§ **Trecho para leitura**:

O anúncio de restrições na legislação, neste momento, está funcionando como uma espécie de dique para conter – agora de outras maneiras – a sempre temida “avalanche de pedidos” por parte, principalmente, de setores da burocracia romana. Coisa que, na visão do deputado Fabio Porta, por exemplo, não tem cabimento. “Espero que ele (Alfredo Mantica) não tenha a idéia de mudar a lei porque seria grave, além do governo cortar a verba para os italianos no exterior” – disse o deputado numa recente entrevista à BBC Brasil. “A lei é uma grande oportunidade para a internacionalização da Itália”, acrescentou ele. Outro deputado eleito no Exterior, o ítalo-argentino Ricardo Merlo, também se opõe às mudanças apregoadas.
A matéria publicada pela BBC Brasil, com a assinatura de Assimina Vlahou, é transcrita, na íntegra, abaixo.

Itália estuda dificultar processo de cidadania
De Roma para a BBC Brasil
 
No Brasil, 500 mil descendentes estão à espera do passaporte italiano
O conhecimento da língua e noções básicas da Constituição são algumas das condições que o governo italiano estuda exigir para dar cidadania a descendentes de italianos, segundo um funcionário do Ministério do Exterior da Itália.

Em entrevista ao jornal argentino Clarín, Alfredo Mantica, secretário do Ministério para assuntos ligados aos italianos no exterior, confirmou que o governo liderado pelo conservador Silvio Berlusconi tem a intenção de adotar normas mais restritivas para a concessão da cidadania.
Essa possibilidade já tinha sido levada em consideração pelo governo anterior, de Romano Prodi.
“Não queremos afetar os direitos dos descendentes de italianos, mas a cidadania deve ser muito mais do que um simples reconhecimento ou ato administrativo”, afirmou Mantica, do partido Aliança Nacional, pouco antes de embarcar para a América do Sul, na segunda-feira.
Em visita a Buenos Aires e São Paulo, onde chega nesta quinta feira, Alfredo Mantica deve tratar, entre outras coisas, dos atrasos nos milhares de processos em curso para obter a cidadania.
Mantica disse ao jornal argentino que o pedido de cidadania deveria ser complementado com “cursos de formação para conhecer a língua e a Constituição italianas e os princípios fundamentais da nossa democracia”.
Cidadania ‘instrumental’ – Segundo o Clarín, o secretário teria feito referência ao uso “instrumental” da cidadania. Muitos pediriam o passaporte para ter acesso a outros países da União Européia ou para conseguir mais facilmente o visto para os Estados Unidos.

§ **Conjunto de tarefas**:
1) Quais pessoas são mencionadas pelo nome no trecho sobre a cidadania italiana? Liste todas.
2) Prolongue o trecho sobre a cidadania italiana a partir da última frase apresentada.
O material não tem relação com o trecho sobre a cidadania italiana.

§ **Material de origem**:
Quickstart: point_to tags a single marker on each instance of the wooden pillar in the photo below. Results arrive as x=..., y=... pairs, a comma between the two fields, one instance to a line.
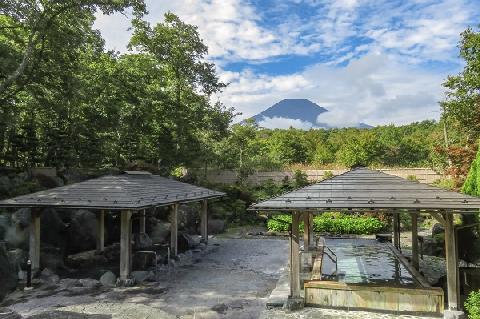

§ **Respostas esperadas**:
1) Fabio Porta, Alfredo Mantica, Ricardo Merlo, Assimina Vlahou, Silvio Berlusconi e Romano Prodi.

2)
O representante da Argentina no Parlamento italiano, Ricardo Merlo, eleito no grupo misto da Câmara dos Deputados, se disse “totalmente contrário” à obrigatoriedade de conhecer a língua italiana para ter a cidadania.
Ele é um dos 18 parlamentares, 16 deputados e 6 senadores eleitos pelos italianos que vivem no exterior.
“Não é justo, a cidadania é um direito constitucional que devemos defender sem condições. Temos direito de sangue, reconhecido. Conheço italianos que não falam italiano, como os que moram na região do sul do Tirol, que falam dialeto austríaco. Não há discussão”, disse Merlo à BBC Brasil.
Já o único representante do Brasil no Parlamento italiano, Fabio Porta, eleito pelo Partido Democrata, de centro-esquerda, é mais favorável ao conhecimento do idioma italiano para conseguir o passaporte.
“A cidadania tem que ser ligada a um interesse real de adquirir os próprios valores, língua e cultura, mas isso sem mudar a lei que concede a cidadania”, disse Porta à BBC Brasil.
Lei atual – No entanto, o parlamentar, que vive no Brasil desde 1995, considera “grave” qualquer modificação da atual lei da cidadania, aprovada em 1992.
A legislação se baseia na transmissão da descendência por parte de pai a todas as gerações, sem restrições. Já do lado materno, a nacionalidade é restrita a quem nasceu depois de 1948, quando a Itália igualou direitos de homens e mulheres.
“Espero que ele (Alfredo Mantica) não tenha a idéia de mudar a lei porque seria grave, além do governo cortar a verba para os italianos no exterior. A lei é uma grande oportunidade para a internacionalização da Itália”, disse.
Na avaliação de Ricardo Merlo, existe uma tentativa de mudar a lei atual. “Há um partido no Parlamento que quer mudar a lei para limitar a concessão da cidadania, mas vamos nos opor duramente a isso porque nos parece contra a Constituição”, afirmou.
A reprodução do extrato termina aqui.